◆ Exercise description: From the records that follow, copy every line that contains the word "instance".

◆ Task input:
◇ ◇ ◇ ◇ ◇ ◇ ◇

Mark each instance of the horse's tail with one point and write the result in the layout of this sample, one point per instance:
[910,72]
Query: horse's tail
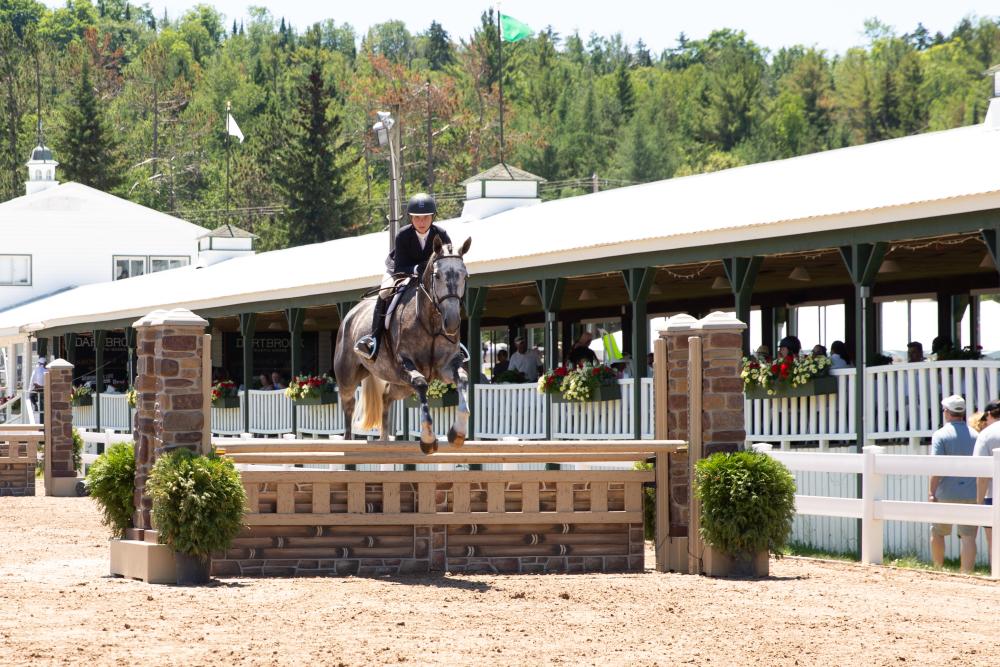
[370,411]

◇ ◇ ◇ ◇ ◇ ◇ ◇

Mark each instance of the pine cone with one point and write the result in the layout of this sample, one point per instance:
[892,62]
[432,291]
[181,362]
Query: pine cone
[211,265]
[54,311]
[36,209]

◇ ◇ ◇ ◇ ◇ ◇ ◇

◆ Solution:
Mark each instance of the horse's tail with one point and write the result in the layout of this sample, one point per instance:
Mark each instance of the pine cone with one point and write the result in the layout of this sample, one point per instance:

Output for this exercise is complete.